• **GIVEN REQUEST**
Restate, word for word, all of the material shown below.

Stored data:

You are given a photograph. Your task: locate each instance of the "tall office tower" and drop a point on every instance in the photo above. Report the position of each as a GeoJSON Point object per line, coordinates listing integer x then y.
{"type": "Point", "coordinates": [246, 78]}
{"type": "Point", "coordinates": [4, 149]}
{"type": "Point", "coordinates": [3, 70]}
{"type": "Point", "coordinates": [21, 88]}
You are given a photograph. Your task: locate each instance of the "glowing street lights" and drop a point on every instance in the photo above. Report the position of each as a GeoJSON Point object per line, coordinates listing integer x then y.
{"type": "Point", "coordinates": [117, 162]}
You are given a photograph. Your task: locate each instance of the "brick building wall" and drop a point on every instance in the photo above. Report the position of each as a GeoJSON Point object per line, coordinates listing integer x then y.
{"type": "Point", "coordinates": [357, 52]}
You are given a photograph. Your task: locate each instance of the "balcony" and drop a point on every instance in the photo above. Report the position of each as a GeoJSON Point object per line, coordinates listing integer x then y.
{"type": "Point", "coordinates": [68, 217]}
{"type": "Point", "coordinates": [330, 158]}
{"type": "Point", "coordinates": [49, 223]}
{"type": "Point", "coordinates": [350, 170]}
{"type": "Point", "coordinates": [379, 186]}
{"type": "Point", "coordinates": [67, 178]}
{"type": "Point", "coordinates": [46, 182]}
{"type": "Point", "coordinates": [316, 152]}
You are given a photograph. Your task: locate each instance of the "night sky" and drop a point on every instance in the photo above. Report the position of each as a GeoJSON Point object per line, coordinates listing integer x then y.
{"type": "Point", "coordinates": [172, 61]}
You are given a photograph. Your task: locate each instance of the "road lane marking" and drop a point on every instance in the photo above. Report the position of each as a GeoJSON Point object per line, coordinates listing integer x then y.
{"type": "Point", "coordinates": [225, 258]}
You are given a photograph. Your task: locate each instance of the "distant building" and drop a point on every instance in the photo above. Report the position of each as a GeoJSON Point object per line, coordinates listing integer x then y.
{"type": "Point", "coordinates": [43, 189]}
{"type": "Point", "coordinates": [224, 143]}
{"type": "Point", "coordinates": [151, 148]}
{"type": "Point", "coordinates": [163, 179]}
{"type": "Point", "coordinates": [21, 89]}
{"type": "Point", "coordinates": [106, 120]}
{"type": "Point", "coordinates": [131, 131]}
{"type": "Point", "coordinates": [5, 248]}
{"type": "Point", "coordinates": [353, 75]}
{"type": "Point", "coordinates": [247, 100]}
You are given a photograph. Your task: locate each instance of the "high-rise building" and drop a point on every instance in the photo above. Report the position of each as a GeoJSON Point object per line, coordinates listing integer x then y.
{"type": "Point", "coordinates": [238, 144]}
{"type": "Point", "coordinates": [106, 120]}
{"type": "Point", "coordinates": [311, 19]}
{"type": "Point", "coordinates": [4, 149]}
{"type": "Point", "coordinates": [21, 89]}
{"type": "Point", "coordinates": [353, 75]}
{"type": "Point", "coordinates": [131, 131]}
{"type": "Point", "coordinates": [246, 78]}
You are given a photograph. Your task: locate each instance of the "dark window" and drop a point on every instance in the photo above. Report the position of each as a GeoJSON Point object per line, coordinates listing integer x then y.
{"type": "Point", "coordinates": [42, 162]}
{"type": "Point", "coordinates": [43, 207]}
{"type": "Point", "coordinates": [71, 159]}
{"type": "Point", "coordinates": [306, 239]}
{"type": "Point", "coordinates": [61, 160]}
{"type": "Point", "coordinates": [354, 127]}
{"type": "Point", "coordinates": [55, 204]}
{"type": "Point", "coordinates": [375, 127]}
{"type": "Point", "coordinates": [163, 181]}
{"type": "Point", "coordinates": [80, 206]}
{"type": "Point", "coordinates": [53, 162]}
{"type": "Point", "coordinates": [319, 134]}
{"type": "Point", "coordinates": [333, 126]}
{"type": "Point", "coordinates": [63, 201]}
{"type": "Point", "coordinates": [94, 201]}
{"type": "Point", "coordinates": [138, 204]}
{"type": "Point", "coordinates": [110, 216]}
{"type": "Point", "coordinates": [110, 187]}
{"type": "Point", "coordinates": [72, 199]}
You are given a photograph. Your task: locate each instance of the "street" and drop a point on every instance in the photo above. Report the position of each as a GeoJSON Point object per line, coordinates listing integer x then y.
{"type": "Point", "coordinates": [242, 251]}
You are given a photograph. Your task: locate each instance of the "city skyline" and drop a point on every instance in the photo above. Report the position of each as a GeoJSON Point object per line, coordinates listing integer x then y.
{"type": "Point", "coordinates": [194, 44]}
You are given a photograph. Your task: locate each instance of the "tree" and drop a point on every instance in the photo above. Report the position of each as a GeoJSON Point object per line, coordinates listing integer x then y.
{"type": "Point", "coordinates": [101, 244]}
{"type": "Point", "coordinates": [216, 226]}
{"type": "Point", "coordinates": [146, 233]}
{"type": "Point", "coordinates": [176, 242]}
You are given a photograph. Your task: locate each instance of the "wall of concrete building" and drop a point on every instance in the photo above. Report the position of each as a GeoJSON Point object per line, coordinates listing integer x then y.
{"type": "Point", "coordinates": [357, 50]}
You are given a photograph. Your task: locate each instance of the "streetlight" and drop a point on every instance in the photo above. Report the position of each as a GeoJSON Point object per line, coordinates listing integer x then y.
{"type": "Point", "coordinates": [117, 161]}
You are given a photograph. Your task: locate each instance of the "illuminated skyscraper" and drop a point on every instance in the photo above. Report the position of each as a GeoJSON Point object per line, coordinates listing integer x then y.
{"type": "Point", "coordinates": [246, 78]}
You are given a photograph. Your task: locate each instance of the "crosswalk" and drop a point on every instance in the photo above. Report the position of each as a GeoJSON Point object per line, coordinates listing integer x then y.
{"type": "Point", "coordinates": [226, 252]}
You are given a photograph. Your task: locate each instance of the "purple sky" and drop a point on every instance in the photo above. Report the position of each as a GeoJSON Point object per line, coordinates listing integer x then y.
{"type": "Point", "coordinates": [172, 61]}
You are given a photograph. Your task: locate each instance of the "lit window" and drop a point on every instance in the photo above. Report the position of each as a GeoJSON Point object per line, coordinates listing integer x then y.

• **OUTPUT FOR THIS TASK**
You are given a photograph. Your task: locate each instance of the "tall office tower" and drop a point on every instance in the photo above. Report the position of each as a GeoJSON Point object per line, coordinates listing integer x then y.
{"type": "Point", "coordinates": [246, 78]}
{"type": "Point", "coordinates": [4, 149]}
{"type": "Point", "coordinates": [3, 70]}
{"type": "Point", "coordinates": [21, 88]}
You are given a photograph. Your task: locate each instance of the "glowing street lights" and drop a point on every instance in the photo above. Report the position of each as a GeoJSON Point object per line, coordinates listing integer x then y.
{"type": "Point", "coordinates": [117, 162]}
You are given a photograph. Your task: locate each instance of the "brick building wall" and drop a point on every instance in the photo above. Report the position of each as a GeoJSON Point object per line, coordinates listing integer x then y.
{"type": "Point", "coordinates": [357, 52]}
You are given a photograph. Your task: locate each instance of the "balcony" and drop a point on every instance in the photo above. Report the position of each as a GeoJSON Point object per line, coordinates listing integer x then y.
{"type": "Point", "coordinates": [68, 217]}
{"type": "Point", "coordinates": [330, 158]}
{"type": "Point", "coordinates": [49, 223]}
{"type": "Point", "coordinates": [350, 170]}
{"type": "Point", "coordinates": [379, 186]}
{"type": "Point", "coordinates": [67, 178]}
{"type": "Point", "coordinates": [46, 182]}
{"type": "Point", "coordinates": [316, 152]}
You are given a photograph. Your task: locate each instance of the "night sky" and drop a point on every instance in the photo above. Report the position of each as a GeoJSON Point object per line, coordinates listing integer x then y.
{"type": "Point", "coordinates": [172, 61]}
You are given a photograph. Your task: locate each instance of the "road lane marking" and drop a point on every instance in the photo above. Report the position of each as a GeoJSON Point object per line, coordinates listing integer x then y.
{"type": "Point", "coordinates": [225, 258]}
You are given a photograph. Your task: locate each instance of the "distant building" and drop a point on every instance in the photo above. Report the position of each as a GeoJSON Point object per line, coordinates listing integer x then y.
{"type": "Point", "coordinates": [43, 189]}
{"type": "Point", "coordinates": [224, 143]}
{"type": "Point", "coordinates": [151, 148]}
{"type": "Point", "coordinates": [163, 179]}
{"type": "Point", "coordinates": [21, 89]}
{"type": "Point", "coordinates": [106, 120]}
{"type": "Point", "coordinates": [131, 131]}
{"type": "Point", "coordinates": [5, 248]}
{"type": "Point", "coordinates": [353, 75]}
{"type": "Point", "coordinates": [247, 100]}
You are given a photograph. Your task: locate each instance of the "high-rise building" and drop a point on every instance in the photo above. Report the position of each as a GeoJSON Point object per line, coordinates listing integer x then y.
{"type": "Point", "coordinates": [238, 144]}
{"type": "Point", "coordinates": [106, 120]}
{"type": "Point", "coordinates": [311, 19]}
{"type": "Point", "coordinates": [4, 149]}
{"type": "Point", "coordinates": [21, 89]}
{"type": "Point", "coordinates": [353, 75]}
{"type": "Point", "coordinates": [131, 131]}
{"type": "Point", "coordinates": [246, 78]}
You are given a photograph. Your task: locate each instance of the "dark window" and drop a point on every instance in the photo above. Report the position of each as a GeoJSON Point object per line, coordinates listing integer x then y.
{"type": "Point", "coordinates": [42, 162]}
{"type": "Point", "coordinates": [43, 207]}
{"type": "Point", "coordinates": [71, 159]}
{"type": "Point", "coordinates": [306, 239]}
{"type": "Point", "coordinates": [61, 160]}
{"type": "Point", "coordinates": [354, 127]}
{"type": "Point", "coordinates": [55, 204]}
{"type": "Point", "coordinates": [375, 127]}
{"type": "Point", "coordinates": [163, 181]}
{"type": "Point", "coordinates": [80, 206]}
{"type": "Point", "coordinates": [53, 162]}
{"type": "Point", "coordinates": [319, 134]}
{"type": "Point", "coordinates": [333, 126]}
{"type": "Point", "coordinates": [63, 201]}
{"type": "Point", "coordinates": [94, 201]}
{"type": "Point", "coordinates": [138, 204]}
{"type": "Point", "coordinates": [110, 216]}
{"type": "Point", "coordinates": [110, 187]}
{"type": "Point", "coordinates": [72, 199]}
You are given a photograph. Your task: locate each instance of the "street" and drop a point on every instance in the photo above. Report the position of each as a GeoJSON Point object per line, coordinates listing integer x then y.
{"type": "Point", "coordinates": [242, 251]}
You are given a photograph. Your task: locate each instance of the "city skyline" and drop a point on every instance in the photo above. Report the position of each as a GeoJSON Point object per line, coordinates listing integer x then y.
{"type": "Point", "coordinates": [194, 44]}
You are given a photograph. Your task: locate each instance of the "tree" and drop a point on every instance in the photo above. Report the position of each as a GeoJSON Point object per line, coordinates listing integer x then y.
{"type": "Point", "coordinates": [101, 244]}
{"type": "Point", "coordinates": [216, 226]}
{"type": "Point", "coordinates": [146, 233]}
{"type": "Point", "coordinates": [176, 242]}
You are given a photograph. Your task: locate each instance of the "wall of concrete building" and drop a point on every instance in the photo above. Report the position of each as a GeoJSON Point object per line, coordinates listing integer x then y.
{"type": "Point", "coordinates": [357, 50]}
You are given a photograph. Your task: locate each instance of the "streetlight" and drop a point on every instance in the photo above. Report the position of each as a GeoJSON Point object per line, coordinates listing integer x then y.
{"type": "Point", "coordinates": [117, 161]}
You are given a photograph. Your task: locate each instance of the "illuminated skyscraper" and drop a point on every instance in the photo above. Report the position of each as a GeoJSON Point object per line, coordinates listing integer x then y.
{"type": "Point", "coordinates": [246, 78]}
You are given a photograph. Your task: locate each instance of the "crosswalk" and drop a point on every instance in the photo above. Report the position of each as a GeoJSON Point object per line, coordinates listing integer x then y.
{"type": "Point", "coordinates": [226, 252]}
You are given a photograph. Your task: locate each instance of the "purple sky" and drop a point on every instance in the photo above. Report the position of each as a GeoJSON Point object per line, coordinates listing integer x then y.
{"type": "Point", "coordinates": [172, 61]}
You are given a photograph. Your task: locate each instance of the "lit window" and drop a point on every instance in the photo above. Report the position of each as a GeoJSON Point object per line, coordinates listing integer x then y.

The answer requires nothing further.